_Exercise_:
Which of the lines below include "blue"? Each one should be copied out.

[Saved entries]
━━━━━━━━━━
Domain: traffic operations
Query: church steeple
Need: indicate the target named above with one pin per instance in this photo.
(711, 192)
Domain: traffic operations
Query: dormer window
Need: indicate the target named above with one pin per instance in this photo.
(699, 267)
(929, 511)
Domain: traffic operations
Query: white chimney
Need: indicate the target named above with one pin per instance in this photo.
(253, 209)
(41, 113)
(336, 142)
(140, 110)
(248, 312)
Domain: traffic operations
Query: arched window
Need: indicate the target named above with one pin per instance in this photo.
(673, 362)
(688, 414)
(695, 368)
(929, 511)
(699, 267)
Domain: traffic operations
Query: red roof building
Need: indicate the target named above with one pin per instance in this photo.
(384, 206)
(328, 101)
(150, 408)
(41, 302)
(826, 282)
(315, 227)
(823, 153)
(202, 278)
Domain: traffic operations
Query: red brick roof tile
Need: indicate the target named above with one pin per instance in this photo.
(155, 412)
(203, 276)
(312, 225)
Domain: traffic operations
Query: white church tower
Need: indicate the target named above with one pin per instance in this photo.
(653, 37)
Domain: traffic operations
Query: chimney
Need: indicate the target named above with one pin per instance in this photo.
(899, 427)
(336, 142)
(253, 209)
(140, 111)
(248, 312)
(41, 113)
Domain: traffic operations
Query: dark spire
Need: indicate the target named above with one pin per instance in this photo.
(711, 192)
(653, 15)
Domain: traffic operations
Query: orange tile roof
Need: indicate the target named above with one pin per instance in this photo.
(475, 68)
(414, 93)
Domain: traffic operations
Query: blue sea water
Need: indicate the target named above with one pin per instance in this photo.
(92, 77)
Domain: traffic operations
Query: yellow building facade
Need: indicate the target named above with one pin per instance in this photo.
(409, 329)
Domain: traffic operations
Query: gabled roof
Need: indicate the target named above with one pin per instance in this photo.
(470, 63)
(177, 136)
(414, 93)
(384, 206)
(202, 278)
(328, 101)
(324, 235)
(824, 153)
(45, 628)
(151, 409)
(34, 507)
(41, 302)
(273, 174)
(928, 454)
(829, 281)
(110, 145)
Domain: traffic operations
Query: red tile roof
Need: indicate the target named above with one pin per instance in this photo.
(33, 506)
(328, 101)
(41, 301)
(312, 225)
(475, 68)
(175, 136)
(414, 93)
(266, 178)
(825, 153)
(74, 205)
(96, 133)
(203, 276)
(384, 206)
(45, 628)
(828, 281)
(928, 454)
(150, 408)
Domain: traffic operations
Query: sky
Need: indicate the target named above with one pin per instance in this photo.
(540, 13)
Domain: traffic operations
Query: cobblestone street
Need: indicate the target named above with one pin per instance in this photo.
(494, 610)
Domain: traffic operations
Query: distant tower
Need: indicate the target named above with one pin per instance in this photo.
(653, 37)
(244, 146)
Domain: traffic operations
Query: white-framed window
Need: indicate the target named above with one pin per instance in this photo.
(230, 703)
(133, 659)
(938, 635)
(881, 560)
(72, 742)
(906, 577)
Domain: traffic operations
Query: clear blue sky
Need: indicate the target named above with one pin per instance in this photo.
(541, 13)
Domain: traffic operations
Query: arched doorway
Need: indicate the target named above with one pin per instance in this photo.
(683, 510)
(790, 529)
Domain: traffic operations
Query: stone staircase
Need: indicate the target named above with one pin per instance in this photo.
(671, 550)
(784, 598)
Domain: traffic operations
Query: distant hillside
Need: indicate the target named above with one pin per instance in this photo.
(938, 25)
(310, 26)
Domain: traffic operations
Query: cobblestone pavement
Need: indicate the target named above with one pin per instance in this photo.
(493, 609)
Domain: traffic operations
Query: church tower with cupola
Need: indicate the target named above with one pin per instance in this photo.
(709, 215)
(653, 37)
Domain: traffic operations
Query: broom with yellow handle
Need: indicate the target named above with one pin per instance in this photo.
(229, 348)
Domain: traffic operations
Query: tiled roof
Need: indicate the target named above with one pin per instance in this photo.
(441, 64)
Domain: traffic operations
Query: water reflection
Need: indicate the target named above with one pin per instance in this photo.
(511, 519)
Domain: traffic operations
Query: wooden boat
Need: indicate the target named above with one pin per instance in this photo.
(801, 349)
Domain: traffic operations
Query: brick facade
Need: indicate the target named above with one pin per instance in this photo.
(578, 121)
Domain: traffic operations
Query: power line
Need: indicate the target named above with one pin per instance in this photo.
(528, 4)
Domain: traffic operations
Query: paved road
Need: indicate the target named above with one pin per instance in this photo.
━━━━━━━━━━
_Result of this exercise_:
Query: blue sea water
Query: clear blue sky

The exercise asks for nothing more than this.